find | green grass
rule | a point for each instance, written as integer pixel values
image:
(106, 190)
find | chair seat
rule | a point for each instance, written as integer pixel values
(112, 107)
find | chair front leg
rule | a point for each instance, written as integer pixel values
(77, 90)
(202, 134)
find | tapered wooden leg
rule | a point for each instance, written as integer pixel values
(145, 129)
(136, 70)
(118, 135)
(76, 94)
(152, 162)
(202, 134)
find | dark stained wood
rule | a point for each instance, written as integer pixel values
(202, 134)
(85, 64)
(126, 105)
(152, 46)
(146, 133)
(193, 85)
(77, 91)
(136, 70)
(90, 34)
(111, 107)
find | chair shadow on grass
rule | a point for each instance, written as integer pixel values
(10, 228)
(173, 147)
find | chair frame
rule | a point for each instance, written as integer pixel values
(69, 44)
---*---
● **Work item**
The answer should be one number, the count of lines in this material that include the word "find".

● **Exercise solution**
7